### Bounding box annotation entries
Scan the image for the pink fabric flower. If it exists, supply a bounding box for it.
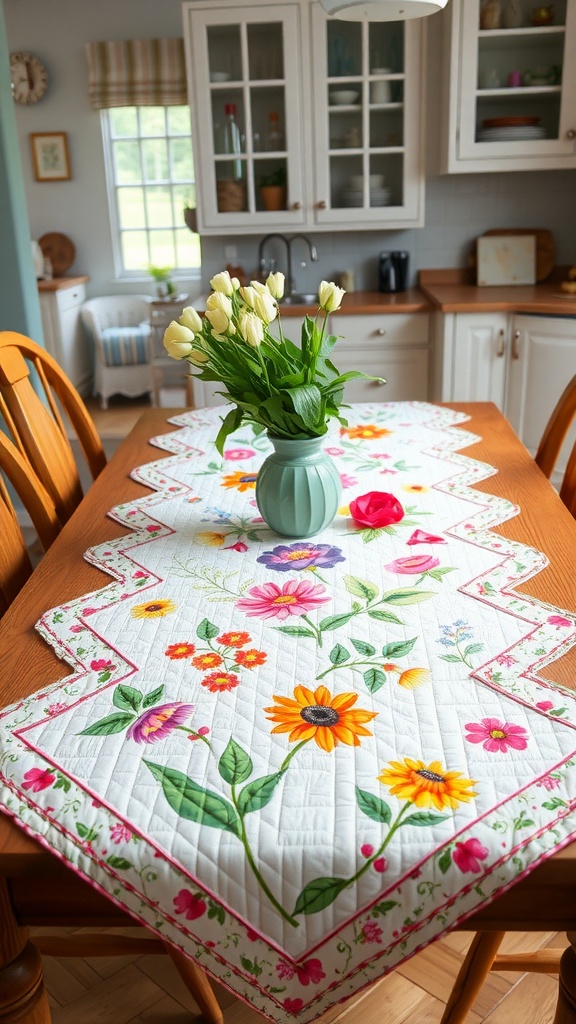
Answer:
[384,555,440,575]
[126,703,196,743]
[22,768,56,793]
[110,822,132,846]
[349,490,404,529]
[296,957,326,985]
[236,580,330,622]
[452,839,490,871]
[174,889,206,921]
[464,718,528,754]
[362,921,382,942]
[224,449,255,462]
[406,529,446,544]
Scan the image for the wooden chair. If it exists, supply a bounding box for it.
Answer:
[534,375,576,518]
[0,432,60,615]
[0,331,107,524]
[441,376,576,1024]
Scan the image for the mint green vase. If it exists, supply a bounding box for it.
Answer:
[256,435,342,538]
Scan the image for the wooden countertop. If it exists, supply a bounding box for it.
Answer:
[37,274,90,292]
[419,268,576,316]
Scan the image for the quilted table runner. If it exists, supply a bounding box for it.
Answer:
[0,402,576,1024]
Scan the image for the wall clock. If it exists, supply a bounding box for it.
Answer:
[10,53,48,103]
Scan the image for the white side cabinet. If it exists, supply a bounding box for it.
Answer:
[330,313,429,401]
[39,278,93,394]
[434,312,576,475]
[442,0,576,173]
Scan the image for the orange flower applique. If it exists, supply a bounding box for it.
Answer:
[264,686,377,752]
[222,469,258,492]
[340,423,394,441]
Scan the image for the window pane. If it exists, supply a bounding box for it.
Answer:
[142,138,169,181]
[113,142,142,185]
[138,106,166,135]
[146,185,173,227]
[121,231,151,270]
[117,188,147,229]
[108,106,138,137]
[168,106,190,136]
[150,231,176,266]
[168,138,194,181]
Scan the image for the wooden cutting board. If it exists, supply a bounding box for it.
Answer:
[475,227,556,281]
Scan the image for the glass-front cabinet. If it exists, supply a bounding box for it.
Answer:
[311,3,423,227]
[183,0,423,234]
[444,0,576,172]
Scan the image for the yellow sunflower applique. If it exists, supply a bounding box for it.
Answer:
[130,598,176,618]
[264,685,377,753]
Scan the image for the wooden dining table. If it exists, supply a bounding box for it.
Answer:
[0,402,576,1024]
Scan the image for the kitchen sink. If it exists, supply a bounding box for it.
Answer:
[281,292,318,306]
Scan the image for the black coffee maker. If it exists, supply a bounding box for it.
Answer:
[378,250,409,292]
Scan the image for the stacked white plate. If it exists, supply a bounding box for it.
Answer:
[478,125,546,142]
[341,185,392,206]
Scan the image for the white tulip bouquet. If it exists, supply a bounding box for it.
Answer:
[164,271,379,453]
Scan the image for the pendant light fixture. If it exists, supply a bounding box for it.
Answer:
[320,0,448,22]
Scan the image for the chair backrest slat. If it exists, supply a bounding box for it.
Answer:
[0,331,106,522]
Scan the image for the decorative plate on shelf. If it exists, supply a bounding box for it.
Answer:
[38,231,76,278]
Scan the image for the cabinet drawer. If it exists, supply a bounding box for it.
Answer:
[55,285,86,312]
[331,313,428,348]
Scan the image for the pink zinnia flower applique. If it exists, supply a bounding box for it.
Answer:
[452,839,490,871]
[22,768,56,793]
[464,718,528,754]
[236,580,330,621]
[126,703,196,743]
[174,889,206,921]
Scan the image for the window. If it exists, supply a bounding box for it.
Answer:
[101,105,201,276]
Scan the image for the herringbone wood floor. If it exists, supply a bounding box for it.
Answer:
[49,396,567,1024]
[37,929,567,1024]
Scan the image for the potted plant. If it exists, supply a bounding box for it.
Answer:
[148,263,176,299]
[259,167,286,210]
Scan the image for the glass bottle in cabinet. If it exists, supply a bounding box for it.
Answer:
[184,3,303,230]
[444,0,576,171]
[312,4,423,226]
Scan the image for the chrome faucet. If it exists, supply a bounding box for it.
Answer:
[258,232,318,296]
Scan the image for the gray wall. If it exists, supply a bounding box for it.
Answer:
[4,0,576,295]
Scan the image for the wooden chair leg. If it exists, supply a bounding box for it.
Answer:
[0,879,51,1024]
[164,942,223,1024]
[440,932,504,1024]
[553,932,576,1024]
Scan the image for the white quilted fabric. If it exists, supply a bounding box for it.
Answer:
[0,403,576,1022]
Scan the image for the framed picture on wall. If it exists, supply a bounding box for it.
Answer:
[30,131,71,181]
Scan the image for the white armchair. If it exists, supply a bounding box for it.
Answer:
[81,295,153,409]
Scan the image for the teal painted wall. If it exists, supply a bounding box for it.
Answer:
[0,0,44,344]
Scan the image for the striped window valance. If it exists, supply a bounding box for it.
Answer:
[86,39,188,110]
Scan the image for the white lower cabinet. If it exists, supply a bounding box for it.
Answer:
[39,284,93,394]
[434,312,576,476]
[331,313,429,401]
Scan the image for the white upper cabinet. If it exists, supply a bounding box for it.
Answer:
[442,0,576,173]
[183,0,424,234]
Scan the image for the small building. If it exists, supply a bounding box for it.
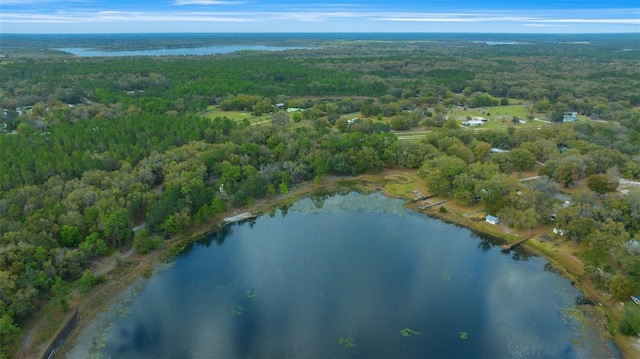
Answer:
[462,120,484,127]
[491,147,509,153]
[562,111,578,123]
[485,214,500,224]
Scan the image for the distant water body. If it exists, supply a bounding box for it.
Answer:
[56,45,309,57]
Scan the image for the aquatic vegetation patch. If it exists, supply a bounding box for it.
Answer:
[229,305,245,316]
[338,337,356,348]
[400,328,420,338]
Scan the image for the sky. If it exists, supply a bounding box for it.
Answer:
[0,0,640,34]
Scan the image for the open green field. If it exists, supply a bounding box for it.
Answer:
[202,106,271,124]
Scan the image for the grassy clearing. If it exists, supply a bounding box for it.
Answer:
[203,106,271,123]
[448,105,546,129]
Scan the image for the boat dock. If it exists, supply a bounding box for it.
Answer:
[418,200,449,211]
[500,234,535,252]
[224,212,256,223]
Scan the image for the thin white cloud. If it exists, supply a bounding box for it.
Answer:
[531,19,640,25]
[1,0,93,5]
[173,0,246,6]
[2,11,255,24]
[522,24,569,27]
[0,7,640,27]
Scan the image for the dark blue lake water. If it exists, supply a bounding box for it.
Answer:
[70,193,610,359]
[56,45,305,57]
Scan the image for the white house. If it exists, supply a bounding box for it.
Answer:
[485,214,500,224]
[462,120,484,127]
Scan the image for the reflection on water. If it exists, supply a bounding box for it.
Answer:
[71,193,609,358]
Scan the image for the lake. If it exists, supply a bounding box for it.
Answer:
[56,45,308,57]
[69,192,611,358]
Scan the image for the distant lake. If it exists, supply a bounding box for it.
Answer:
[69,193,611,358]
[56,45,308,57]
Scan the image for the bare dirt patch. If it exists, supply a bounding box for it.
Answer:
[384,173,413,184]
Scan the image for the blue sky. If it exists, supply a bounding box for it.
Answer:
[0,0,640,34]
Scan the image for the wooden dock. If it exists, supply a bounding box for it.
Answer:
[418,200,449,211]
[224,212,256,223]
[500,234,535,252]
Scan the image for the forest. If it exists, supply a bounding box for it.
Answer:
[0,35,640,357]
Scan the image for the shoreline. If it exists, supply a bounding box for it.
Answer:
[16,169,640,358]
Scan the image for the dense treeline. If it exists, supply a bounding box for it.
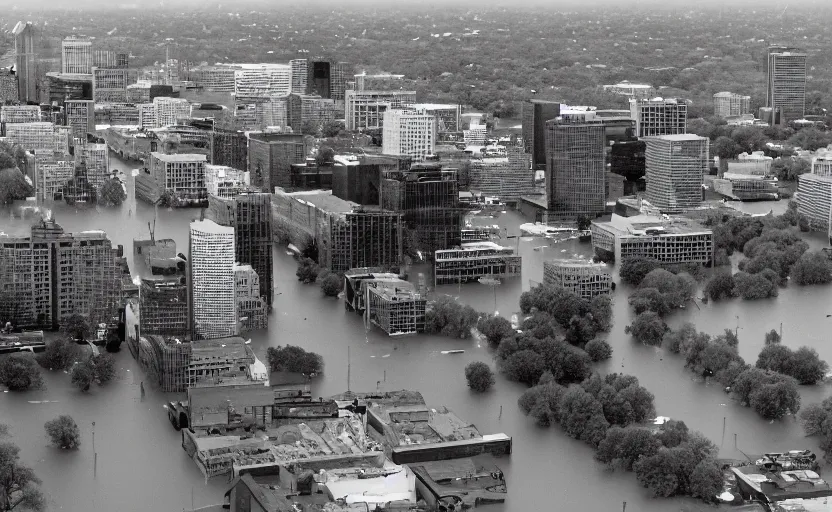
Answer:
[630,324,828,419]
[19,4,832,119]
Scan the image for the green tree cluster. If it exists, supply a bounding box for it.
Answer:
[517,372,655,448]
[43,414,81,450]
[465,361,494,393]
[0,424,46,512]
[425,295,479,339]
[629,268,696,316]
[791,251,832,286]
[295,257,321,284]
[756,344,829,385]
[266,345,324,377]
[70,353,116,391]
[0,353,43,391]
[320,272,344,297]
[800,397,832,463]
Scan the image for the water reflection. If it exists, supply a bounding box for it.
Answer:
[0,150,832,512]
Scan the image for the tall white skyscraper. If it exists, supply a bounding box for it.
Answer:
[61,37,92,75]
[382,110,436,161]
[188,220,239,340]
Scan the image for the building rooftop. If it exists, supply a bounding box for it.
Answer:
[191,336,254,364]
[284,190,359,213]
[642,133,708,142]
[191,220,234,235]
[150,151,208,162]
[593,214,711,236]
[546,259,607,270]
[731,465,832,502]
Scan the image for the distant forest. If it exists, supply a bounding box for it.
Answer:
[6,2,832,118]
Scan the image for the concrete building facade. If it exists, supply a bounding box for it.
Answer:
[0,105,40,123]
[644,135,709,212]
[234,263,268,333]
[522,100,561,170]
[382,109,436,162]
[546,119,606,219]
[12,21,40,103]
[766,46,806,125]
[590,214,714,264]
[344,90,416,131]
[0,220,122,328]
[248,133,308,192]
[714,92,751,117]
[188,220,239,340]
[630,98,688,137]
[149,151,208,204]
[61,37,92,75]
[64,100,95,141]
[205,192,274,308]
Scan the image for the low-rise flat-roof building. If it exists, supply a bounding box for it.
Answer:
[367,392,511,464]
[731,464,832,512]
[344,268,427,336]
[433,241,522,286]
[543,260,612,299]
[591,214,714,264]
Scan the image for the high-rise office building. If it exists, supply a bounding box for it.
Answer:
[0,220,122,328]
[644,135,708,212]
[0,105,40,123]
[521,100,561,170]
[289,59,309,94]
[286,93,336,133]
[153,96,191,128]
[546,119,606,220]
[92,67,130,103]
[61,37,93,75]
[630,98,688,137]
[12,21,38,103]
[149,151,208,204]
[75,144,110,190]
[344,90,416,131]
[64,100,95,141]
[766,46,806,124]
[714,92,751,117]
[233,264,271,333]
[188,220,238,340]
[382,109,436,162]
[205,192,274,306]
[248,133,307,193]
[139,276,190,338]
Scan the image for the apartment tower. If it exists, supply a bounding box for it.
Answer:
[61,37,92,75]
[188,220,238,340]
[382,110,436,162]
[12,21,38,104]
[546,118,606,220]
[766,46,806,125]
[630,98,688,137]
[522,100,560,170]
[644,135,708,213]
[205,192,274,307]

### YOUR TASK
Reproduce verbatim the lines of the entries above, starting at the line containing "Scan the image for the white armchair." and ending after the line containing "[86,39,188,110]".

### RESULT FOR THIS TASK
Scan the image for the white armchair. If it exists, supply a bounding box for it.
Answer:
[81,295,153,409]
Scan the image for the teal painted wall. If it exists, supply a bounding box for it.
Answer:
[0,0,44,344]
Scan the image for the striped window valance. If it exists, supply a bounding box for it.
Answer:
[86,39,188,110]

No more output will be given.